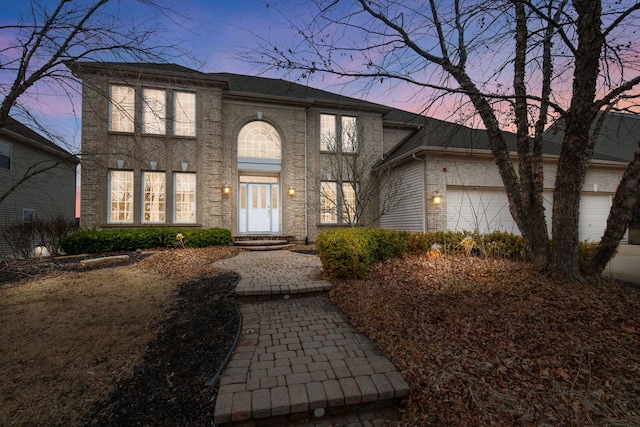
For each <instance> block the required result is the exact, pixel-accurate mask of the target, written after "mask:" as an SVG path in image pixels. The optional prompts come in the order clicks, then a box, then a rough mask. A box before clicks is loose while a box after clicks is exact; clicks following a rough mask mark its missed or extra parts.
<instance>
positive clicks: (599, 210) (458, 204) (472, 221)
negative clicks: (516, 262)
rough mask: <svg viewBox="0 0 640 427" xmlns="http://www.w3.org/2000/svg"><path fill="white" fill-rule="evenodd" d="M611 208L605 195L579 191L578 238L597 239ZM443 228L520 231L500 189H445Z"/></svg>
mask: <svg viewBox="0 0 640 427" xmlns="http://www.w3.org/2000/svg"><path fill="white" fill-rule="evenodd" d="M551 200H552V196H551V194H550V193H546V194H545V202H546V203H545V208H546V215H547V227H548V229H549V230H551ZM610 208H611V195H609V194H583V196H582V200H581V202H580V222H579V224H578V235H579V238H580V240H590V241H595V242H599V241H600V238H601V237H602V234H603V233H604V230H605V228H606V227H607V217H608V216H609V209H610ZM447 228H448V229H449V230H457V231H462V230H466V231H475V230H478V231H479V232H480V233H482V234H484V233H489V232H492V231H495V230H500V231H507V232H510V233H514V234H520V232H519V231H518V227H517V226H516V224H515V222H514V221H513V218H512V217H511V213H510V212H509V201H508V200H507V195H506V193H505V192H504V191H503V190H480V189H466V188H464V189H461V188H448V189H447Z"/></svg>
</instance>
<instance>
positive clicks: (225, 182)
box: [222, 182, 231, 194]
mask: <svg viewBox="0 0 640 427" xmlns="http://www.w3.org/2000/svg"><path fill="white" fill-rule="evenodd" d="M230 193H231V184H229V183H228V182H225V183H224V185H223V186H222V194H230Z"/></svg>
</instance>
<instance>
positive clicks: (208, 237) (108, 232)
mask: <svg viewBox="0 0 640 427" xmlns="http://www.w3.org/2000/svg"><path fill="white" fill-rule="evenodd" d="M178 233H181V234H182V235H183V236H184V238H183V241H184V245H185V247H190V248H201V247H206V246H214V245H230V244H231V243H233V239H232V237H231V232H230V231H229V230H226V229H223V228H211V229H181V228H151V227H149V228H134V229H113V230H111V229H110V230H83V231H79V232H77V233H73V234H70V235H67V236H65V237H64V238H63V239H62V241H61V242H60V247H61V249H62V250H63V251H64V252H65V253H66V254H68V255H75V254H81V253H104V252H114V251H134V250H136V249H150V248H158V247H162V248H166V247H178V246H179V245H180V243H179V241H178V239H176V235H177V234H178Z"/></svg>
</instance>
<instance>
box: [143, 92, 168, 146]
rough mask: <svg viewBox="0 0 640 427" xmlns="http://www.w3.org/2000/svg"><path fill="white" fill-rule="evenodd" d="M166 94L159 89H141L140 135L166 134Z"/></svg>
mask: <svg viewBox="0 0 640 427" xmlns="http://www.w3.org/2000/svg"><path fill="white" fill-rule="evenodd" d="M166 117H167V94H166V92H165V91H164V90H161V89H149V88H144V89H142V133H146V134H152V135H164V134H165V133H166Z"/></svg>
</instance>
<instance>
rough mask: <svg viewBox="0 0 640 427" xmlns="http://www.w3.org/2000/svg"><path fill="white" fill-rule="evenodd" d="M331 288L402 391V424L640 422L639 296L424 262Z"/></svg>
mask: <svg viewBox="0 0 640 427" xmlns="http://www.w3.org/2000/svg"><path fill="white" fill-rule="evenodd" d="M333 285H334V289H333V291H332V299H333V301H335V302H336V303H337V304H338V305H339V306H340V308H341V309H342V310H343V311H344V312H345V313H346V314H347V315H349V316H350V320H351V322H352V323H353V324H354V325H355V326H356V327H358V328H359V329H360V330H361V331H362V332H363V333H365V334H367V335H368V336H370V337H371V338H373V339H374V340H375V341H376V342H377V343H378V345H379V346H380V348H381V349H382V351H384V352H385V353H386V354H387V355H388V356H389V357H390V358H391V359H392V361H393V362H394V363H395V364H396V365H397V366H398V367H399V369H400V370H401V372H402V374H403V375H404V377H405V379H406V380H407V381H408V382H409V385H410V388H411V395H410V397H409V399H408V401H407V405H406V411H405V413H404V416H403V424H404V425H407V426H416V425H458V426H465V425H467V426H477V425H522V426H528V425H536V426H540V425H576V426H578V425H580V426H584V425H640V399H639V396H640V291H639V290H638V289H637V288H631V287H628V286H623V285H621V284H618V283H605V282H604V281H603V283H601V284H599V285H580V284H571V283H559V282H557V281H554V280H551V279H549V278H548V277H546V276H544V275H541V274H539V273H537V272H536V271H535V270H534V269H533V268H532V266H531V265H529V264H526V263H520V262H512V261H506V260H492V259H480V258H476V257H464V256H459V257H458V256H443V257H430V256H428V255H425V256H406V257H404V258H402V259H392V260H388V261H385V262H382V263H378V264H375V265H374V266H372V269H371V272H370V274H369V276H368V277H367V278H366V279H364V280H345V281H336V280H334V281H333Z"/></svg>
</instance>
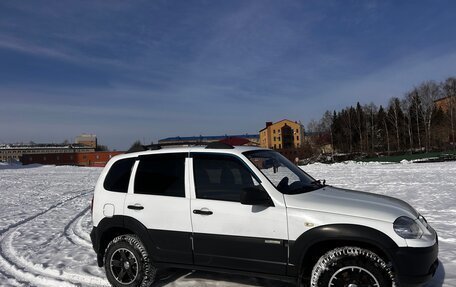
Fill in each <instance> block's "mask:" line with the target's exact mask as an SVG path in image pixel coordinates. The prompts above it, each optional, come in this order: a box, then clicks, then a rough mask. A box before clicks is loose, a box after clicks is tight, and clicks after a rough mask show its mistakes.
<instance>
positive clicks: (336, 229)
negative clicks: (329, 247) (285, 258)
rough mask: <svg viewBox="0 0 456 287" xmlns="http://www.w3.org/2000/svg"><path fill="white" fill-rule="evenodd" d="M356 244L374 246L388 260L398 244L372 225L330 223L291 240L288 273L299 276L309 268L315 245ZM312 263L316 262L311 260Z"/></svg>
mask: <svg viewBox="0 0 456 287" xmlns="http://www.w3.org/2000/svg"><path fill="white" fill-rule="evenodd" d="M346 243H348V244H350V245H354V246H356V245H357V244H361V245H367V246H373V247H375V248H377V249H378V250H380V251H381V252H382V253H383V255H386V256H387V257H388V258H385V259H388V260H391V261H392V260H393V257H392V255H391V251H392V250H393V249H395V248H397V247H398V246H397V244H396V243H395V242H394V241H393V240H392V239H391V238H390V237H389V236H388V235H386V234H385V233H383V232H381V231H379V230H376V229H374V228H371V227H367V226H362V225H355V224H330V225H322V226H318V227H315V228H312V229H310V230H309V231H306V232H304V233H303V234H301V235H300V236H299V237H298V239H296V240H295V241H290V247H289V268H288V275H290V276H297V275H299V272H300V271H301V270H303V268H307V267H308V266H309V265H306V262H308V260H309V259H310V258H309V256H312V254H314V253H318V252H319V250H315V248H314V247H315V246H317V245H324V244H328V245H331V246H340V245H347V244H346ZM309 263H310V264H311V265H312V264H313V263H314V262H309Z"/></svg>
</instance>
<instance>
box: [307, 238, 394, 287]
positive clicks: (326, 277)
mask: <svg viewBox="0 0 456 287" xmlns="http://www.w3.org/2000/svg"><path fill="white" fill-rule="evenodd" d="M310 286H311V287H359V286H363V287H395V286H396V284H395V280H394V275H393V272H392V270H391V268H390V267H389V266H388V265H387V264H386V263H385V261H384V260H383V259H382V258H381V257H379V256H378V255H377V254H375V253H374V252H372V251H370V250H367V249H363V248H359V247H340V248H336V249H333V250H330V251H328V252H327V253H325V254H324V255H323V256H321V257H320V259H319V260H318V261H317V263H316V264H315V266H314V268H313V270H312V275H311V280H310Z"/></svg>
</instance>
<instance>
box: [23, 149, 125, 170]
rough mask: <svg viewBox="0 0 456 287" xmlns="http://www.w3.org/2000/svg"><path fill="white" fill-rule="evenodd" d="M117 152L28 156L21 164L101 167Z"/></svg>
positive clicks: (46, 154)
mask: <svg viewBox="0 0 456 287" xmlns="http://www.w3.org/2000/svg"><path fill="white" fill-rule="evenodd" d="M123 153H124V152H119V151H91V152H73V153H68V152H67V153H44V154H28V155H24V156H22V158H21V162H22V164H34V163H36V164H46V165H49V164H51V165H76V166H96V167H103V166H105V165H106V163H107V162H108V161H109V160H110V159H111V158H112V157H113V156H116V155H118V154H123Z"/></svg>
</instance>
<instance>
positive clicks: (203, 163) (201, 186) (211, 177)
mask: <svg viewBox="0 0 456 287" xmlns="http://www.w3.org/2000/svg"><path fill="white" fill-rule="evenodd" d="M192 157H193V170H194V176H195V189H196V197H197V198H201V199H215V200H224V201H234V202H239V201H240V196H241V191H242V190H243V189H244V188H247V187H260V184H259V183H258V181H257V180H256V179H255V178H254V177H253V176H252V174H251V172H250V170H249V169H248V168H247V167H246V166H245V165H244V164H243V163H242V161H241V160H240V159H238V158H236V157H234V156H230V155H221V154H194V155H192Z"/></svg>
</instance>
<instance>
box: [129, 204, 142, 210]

━━━

The problem →
Reproduce the data from its start through the line containing "208L605 195L579 191L578", inclusive, swapping "rough mask" for "coarse mask" and leaving everything else unchanged. Leave the pictures out.

Expected answer →
For each <instance> block the required result is the exact, pixel-accurate mask of the target, written after "mask:" as an SVG path in image pixels. The optional prompts come in the order clicks, then a box, then a coarse mask. A box before clicks is loose while a box after clicks is exact; clicks following a coarse mask mark its missed or extra parts.
<instance>
positive clicks: (599, 210) (458, 204) (472, 221)
negative clicks: (516, 262)
coarse mask: <svg viewBox="0 0 640 427" xmlns="http://www.w3.org/2000/svg"><path fill="white" fill-rule="evenodd" d="M611 208L605 195L579 191L578 238L597 239ZM443 228L520 231L500 189H445Z"/></svg>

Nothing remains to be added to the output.